> **Items listed in a dataset**:
[start]

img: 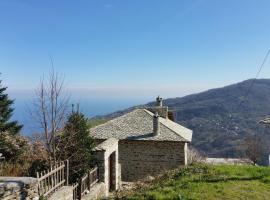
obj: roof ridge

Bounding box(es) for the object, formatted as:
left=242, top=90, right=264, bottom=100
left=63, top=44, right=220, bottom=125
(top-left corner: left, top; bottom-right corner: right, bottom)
left=143, top=108, right=189, bottom=141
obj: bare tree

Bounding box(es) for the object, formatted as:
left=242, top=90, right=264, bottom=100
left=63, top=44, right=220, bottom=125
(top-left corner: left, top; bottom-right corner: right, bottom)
left=30, top=67, right=69, bottom=163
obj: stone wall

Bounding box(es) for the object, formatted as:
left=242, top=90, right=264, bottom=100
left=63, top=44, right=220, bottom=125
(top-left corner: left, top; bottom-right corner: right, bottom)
left=48, top=186, right=73, bottom=200
left=119, top=140, right=187, bottom=181
left=82, top=182, right=106, bottom=200
left=93, top=138, right=121, bottom=196
left=0, top=177, right=39, bottom=200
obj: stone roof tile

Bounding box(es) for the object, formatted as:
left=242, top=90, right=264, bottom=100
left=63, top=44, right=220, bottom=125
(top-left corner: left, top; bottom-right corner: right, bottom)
left=89, top=109, right=192, bottom=142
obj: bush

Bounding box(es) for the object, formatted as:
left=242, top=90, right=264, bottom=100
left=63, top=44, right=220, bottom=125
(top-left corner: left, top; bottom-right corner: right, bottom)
left=187, top=147, right=203, bottom=164
left=0, top=132, right=29, bottom=162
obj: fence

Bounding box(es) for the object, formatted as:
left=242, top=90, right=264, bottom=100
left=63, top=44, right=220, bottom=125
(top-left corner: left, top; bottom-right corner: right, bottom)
left=73, top=167, right=98, bottom=200
left=37, top=160, right=69, bottom=197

[end]

> **Job**: Reproduce every line of the data above without any change, and leave the pictures out of your answer.

> **Result**:
img: 
obj: roof ridge

Bounding box(es) for the object, formatted as:
left=242, top=90, right=264, bottom=100
left=63, top=44, right=220, bottom=125
(top-left corner: left, top; bottom-right corner: right, bottom)
left=143, top=108, right=189, bottom=141
obj: bare tree

Bounding box(es) for the object, formatted as:
left=242, top=90, right=264, bottom=100
left=63, top=44, right=220, bottom=125
(top-left corner: left, top; bottom-right corner: right, bottom)
left=30, top=67, right=69, bottom=163
obj: stone wall

Bounding box(es) for the object, formatted as:
left=242, top=90, right=264, bottom=100
left=63, top=44, right=220, bottom=125
(top-left corner: left, top; bottom-right corner: right, bottom)
left=48, top=186, right=73, bottom=200
left=119, top=140, right=187, bottom=181
left=82, top=182, right=106, bottom=200
left=93, top=138, right=121, bottom=196
left=0, top=177, right=39, bottom=200
obj: stone roof tile

Bounding box(es) for the object, formatted as:
left=242, top=90, right=264, bottom=100
left=63, top=44, right=220, bottom=125
(top-left corner: left, top; bottom-right corner: right, bottom)
left=89, top=109, right=192, bottom=142
obj: bush

Bounding box(es) for the object, formatted as:
left=242, top=90, right=264, bottom=100
left=63, top=44, right=220, bottom=125
(top-left corner: left, top; bottom-right corner: right, bottom)
left=187, top=147, right=203, bottom=164
left=0, top=132, right=29, bottom=162
obj: fence

Bounding box(es) for the object, formatted as:
left=242, top=90, right=264, bottom=100
left=63, top=44, right=220, bottom=125
(top-left corner: left, top; bottom-right corner: right, bottom)
left=73, top=167, right=98, bottom=200
left=37, top=160, right=69, bottom=197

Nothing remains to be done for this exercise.